STATED GOAL – Extend the blog post on optimizing Netflix Prize code below, starting immediately after its final sentence.

EXCERPT TO READ –
········

Archive for the ‘Netflix Prize’ Category

Found an Optimization in my Netflix Code

Tuesday, April 29th, 2008

I have this loop that loops over the 100 million plus entires of the Netflix Prize data set. I had read over the weekend something on reddit.com about performance, and there was a whole thread trying to answer the question: Why does performance matter? Many people were arguing that there is no reason to focus on performance. Some people even showed that by rewriting some examples, it would be slightly faster. Though, in their rewrites, they made the code more unreadable and not as optimal as it could have been. (it involved factoring numbers)

The biggest thing that most people seem to miss about performance is that why question. They think it can require large changes and if the code becomes unreadable, that is the cost of performance. I disagree. Performance can usually be gained with no cost to readability. As for why, because there is no reason to make the machine do more work than is needed to generate the correct answer. Back to my example.

This loop needed to update these 100 million pieces of data. In the loop, there was a number that worked out to be a constant. I had assumed that the compiler would generate the correct code: a divide by a constant can be turned into a multiply by the inverse for a huge speedup. It didn’t generate that code for me. After I made the code change myself, it went from 62 seconds to 47 seconds, just by adding a 1/ and changing the /= to a *=. Seems like that is worth it.

········

RECORDED DATA –
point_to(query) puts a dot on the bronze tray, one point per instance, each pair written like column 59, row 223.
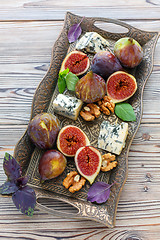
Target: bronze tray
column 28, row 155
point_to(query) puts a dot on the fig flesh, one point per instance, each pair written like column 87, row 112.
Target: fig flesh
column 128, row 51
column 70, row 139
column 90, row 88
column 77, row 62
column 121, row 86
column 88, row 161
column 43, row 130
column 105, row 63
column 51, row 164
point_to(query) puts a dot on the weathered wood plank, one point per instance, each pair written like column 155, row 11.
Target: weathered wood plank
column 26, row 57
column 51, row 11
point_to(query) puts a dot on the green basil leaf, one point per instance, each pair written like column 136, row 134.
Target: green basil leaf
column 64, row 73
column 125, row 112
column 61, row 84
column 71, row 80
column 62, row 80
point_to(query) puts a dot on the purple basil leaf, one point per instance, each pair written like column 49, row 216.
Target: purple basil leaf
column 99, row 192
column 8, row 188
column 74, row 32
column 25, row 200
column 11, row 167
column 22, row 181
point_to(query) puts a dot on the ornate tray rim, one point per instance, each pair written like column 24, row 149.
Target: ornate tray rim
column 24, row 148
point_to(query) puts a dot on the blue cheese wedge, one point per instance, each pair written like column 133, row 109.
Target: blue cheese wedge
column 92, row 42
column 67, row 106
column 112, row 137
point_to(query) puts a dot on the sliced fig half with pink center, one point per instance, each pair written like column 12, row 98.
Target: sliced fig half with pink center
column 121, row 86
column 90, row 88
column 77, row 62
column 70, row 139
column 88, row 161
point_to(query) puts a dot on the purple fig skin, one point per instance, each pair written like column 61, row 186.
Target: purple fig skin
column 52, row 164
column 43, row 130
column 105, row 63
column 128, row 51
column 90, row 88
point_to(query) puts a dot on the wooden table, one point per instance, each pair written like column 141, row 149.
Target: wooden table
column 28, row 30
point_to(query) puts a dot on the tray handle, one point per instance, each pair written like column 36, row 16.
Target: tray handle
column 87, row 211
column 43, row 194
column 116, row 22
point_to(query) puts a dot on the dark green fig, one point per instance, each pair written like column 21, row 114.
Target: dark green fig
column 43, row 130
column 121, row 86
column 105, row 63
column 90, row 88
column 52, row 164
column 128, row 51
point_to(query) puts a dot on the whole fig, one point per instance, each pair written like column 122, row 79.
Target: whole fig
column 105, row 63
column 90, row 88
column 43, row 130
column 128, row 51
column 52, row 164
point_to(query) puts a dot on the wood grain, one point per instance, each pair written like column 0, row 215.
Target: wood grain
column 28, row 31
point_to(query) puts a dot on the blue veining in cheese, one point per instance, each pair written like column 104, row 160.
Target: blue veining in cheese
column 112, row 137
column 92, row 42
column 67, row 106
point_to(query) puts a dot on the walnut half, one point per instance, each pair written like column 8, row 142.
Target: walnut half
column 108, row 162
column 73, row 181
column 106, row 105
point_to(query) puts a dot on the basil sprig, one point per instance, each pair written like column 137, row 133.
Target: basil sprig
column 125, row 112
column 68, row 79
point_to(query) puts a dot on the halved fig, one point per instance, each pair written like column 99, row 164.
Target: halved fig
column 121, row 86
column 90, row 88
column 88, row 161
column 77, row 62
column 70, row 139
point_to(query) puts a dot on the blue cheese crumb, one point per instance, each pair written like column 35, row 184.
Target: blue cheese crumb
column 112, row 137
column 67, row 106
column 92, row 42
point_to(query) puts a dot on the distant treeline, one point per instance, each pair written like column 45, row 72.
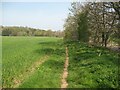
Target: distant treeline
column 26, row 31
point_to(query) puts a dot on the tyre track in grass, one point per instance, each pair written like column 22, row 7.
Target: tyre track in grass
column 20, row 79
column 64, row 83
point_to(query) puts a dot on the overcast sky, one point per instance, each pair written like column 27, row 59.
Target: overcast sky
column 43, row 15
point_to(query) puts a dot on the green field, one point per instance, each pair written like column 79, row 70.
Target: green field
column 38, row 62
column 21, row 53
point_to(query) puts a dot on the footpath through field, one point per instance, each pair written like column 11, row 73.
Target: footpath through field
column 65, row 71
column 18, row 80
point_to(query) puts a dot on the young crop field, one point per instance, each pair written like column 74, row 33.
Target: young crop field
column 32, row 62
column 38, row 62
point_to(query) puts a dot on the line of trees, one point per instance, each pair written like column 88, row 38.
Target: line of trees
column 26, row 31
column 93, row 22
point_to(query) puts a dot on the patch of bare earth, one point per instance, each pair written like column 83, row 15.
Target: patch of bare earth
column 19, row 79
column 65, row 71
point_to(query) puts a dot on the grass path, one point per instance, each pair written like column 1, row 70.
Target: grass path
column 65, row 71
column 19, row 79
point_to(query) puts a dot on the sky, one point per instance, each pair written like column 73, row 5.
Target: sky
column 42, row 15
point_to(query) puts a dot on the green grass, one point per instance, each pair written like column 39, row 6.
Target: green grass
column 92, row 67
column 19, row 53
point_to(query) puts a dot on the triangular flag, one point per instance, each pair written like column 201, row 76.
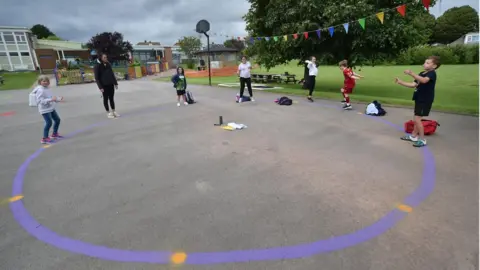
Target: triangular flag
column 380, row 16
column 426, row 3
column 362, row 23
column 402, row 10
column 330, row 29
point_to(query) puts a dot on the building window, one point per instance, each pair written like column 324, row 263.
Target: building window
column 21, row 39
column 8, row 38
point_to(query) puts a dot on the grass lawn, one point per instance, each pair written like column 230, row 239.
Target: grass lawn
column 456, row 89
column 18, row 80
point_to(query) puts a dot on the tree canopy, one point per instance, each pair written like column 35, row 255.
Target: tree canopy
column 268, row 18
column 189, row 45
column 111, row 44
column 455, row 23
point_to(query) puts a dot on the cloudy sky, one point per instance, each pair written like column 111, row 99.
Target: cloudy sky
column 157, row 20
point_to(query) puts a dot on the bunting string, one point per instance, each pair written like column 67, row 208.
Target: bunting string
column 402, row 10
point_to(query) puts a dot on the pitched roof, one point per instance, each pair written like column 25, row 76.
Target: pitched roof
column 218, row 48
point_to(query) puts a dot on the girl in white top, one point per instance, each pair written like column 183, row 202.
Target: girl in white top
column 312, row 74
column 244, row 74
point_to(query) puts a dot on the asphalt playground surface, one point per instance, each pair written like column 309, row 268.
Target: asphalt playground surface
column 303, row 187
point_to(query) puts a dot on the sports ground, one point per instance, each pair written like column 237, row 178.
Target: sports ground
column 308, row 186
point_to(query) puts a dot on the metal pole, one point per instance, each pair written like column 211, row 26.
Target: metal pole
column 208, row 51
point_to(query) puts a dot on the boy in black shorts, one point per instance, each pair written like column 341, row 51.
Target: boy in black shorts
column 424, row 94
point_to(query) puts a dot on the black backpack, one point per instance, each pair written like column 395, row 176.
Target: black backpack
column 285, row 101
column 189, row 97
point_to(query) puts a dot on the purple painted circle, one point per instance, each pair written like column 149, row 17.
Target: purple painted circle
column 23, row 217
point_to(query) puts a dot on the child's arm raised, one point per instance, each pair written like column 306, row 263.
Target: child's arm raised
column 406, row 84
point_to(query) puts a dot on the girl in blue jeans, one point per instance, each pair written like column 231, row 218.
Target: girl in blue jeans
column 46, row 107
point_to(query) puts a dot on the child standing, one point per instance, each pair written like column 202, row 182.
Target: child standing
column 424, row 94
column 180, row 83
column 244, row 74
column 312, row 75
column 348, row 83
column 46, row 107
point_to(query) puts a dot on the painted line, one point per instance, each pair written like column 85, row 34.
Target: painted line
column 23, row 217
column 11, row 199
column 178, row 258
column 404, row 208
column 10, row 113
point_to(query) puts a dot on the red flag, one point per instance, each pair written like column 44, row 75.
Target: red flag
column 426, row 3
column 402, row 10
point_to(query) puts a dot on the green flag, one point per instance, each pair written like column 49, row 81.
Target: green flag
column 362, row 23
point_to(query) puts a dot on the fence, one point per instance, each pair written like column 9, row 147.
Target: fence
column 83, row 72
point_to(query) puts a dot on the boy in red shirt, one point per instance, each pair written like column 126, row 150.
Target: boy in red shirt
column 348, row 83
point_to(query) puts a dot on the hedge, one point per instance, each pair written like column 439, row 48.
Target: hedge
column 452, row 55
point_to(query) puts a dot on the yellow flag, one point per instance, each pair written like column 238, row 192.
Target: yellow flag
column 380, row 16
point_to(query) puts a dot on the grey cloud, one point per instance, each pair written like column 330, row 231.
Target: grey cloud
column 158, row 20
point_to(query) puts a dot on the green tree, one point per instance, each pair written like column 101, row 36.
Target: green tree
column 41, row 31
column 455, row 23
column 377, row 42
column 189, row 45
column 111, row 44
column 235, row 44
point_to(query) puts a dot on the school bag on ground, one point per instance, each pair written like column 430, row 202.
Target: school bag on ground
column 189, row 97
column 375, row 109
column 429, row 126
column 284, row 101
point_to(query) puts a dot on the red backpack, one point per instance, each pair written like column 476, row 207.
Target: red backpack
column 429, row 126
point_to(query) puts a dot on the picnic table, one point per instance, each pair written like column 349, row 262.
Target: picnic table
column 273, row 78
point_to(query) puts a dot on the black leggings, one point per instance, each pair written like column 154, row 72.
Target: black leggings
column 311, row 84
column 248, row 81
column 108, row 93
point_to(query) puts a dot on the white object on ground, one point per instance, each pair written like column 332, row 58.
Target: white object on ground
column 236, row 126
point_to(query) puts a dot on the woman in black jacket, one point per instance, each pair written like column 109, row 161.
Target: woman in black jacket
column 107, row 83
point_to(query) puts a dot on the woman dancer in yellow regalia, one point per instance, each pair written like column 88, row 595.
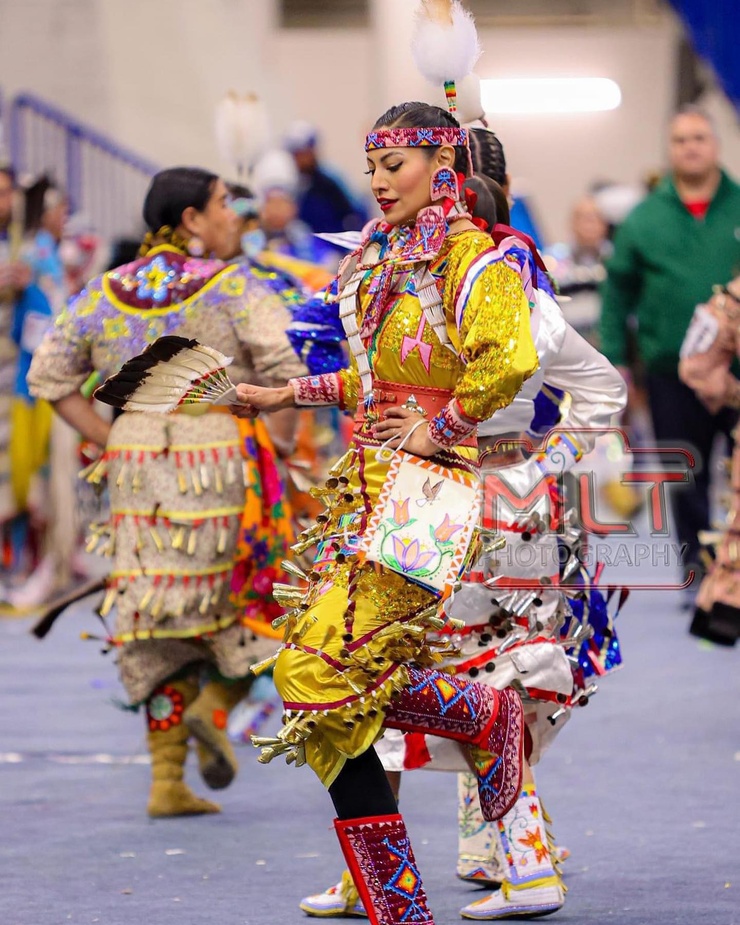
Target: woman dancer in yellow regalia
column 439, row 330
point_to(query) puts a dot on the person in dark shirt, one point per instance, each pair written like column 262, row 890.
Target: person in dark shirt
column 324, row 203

········

WRITTEN RESPONSE –
The second big win was from data ordering. In this loop, there is a 2-d array. I had moved this code from a different subsection where it was accessing the array like this: array[constant][variable] - iterating over the right-hand subscript. In this loop though, the access was different: array[variable][constant], which means it was not accessing memory contiguously per iteration. I made another small change, I swapped the subscripts and updated my dataset to reflect this change. After this change, the code went to 25 seconds per iteration.

So, with no changes in readability, I was able to go from 62 to 25 seconds, which is a big win. Why do it? Well, I can now run 2,000 iterations in 14 hours rather than the 34 hours it took before, to generate the exact same result. These are the kinds of important changes people should look for within their own code, once their algorithm works and is readable.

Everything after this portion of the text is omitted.